WORK REQUIRED:
Please copy each of the items below word for word, keeping them in the same order.

SUPPLIED INFORMATION:
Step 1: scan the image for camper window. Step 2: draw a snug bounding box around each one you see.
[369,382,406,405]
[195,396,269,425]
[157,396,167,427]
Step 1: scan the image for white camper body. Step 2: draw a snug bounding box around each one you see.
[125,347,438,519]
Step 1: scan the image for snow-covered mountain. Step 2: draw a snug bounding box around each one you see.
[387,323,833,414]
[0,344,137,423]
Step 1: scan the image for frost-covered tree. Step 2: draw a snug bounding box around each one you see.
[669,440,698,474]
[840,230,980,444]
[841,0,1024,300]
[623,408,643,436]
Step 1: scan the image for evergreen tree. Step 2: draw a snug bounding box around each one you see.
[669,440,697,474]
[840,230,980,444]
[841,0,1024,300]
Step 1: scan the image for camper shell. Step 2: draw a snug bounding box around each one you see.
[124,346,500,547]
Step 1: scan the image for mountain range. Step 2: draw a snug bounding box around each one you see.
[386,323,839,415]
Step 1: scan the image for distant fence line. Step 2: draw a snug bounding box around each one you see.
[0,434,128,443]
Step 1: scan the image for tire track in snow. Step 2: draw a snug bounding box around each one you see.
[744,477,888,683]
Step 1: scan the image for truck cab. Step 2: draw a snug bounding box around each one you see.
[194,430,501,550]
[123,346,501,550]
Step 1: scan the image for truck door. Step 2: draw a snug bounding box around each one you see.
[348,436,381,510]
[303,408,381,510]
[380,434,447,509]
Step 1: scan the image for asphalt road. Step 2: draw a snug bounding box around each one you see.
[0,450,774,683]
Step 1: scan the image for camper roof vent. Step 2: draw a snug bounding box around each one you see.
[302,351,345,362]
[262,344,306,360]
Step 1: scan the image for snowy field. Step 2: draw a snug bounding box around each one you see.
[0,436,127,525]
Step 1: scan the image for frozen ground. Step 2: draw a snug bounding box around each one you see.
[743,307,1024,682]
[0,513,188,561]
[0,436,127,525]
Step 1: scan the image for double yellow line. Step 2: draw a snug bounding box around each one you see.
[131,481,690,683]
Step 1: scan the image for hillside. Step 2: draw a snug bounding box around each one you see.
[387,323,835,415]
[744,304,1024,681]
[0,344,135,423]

WRITTEN SOLUTION:
Step 1: scan the image for camper window. Step 2: draw a snug bounding box around each one you see.
[369,382,406,405]
[195,396,269,425]
[157,396,167,427]
Step 1: scan the image for white camper body. Step 2: draw a snug bounding box around each one you see.
[125,347,438,519]
Step 1: scan the image for snow-covered mountain. Step 2: draw a snug bounding box around each one you see.
[387,323,833,414]
[0,344,137,423]
Step 1: scan the image for frost-covered tree. Step 2: draw a snug bounding box around each one you see.
[669,440,698,474]
[840,230,980,444]
[841,0,1024,300]
[623,408,643,436]
Step 1: scan the image for evergreen tree. Step 2: draw a snug bounding box around each one you see.
[669,440,697,474]
[840,230,980,444]
[841,0,1024,300]
Step 1: scan the image for camper shell. Step 2: draw a snug bounding box around each one you see.
[124,346,500,547]
Step 1: scan the image for mountain range. Step 2: draw a snug bounding box around each one you see.
[386,323,839,415]
Step 1: scan the image for distant fence line. Step 2: draw a snug bounding box around each one you see.
[0,434,128,443]
Step 1: scan the image for tire track in snow. Step 2: draw a snug bounding box around each one you see.
[744,477,888,683]
Step 1: scan the image for truck cab. Step 2: draw a snug bounding box around each one you see.
[194,430,501,550]
[123,346,501,550]
Step 1: scan the image for truck door. Step 2: draw a snug bounding box around each one you see.
[348,436,381,510]
[303,408,381,510]
[380,434,447,509]
Step 1: scan the image for asphalt road. Step 2: draw a snug bounding box around each one you see.
[0,450,774,683]
Step 1: scan the image for camper roof vent. Step 2: draw a snug bounding box around each one you see.
[302,351,345,362]
[262,344,306,360]
Step 1: scan the image for snowy field. Step 2: draw a snug bounding box around each one you see.
[0,436,127,525]
Step 1: scan the image for frozen ground. Step 2: draw a snug bounding box around each one you see.
[743,307,1024,682]
[0,513,188,561]
[0,436,127,525]
Step 1: scan the image for double yellow line. Step 2: draw a snug bounding box around each one you see.
[131,481,690,683]
Step 1: scan the image for hillside. Step 2: draw a snug bounding box around each one you see.
[387,323,835,415]
[744,304,1024,681]
[0,344,135,423]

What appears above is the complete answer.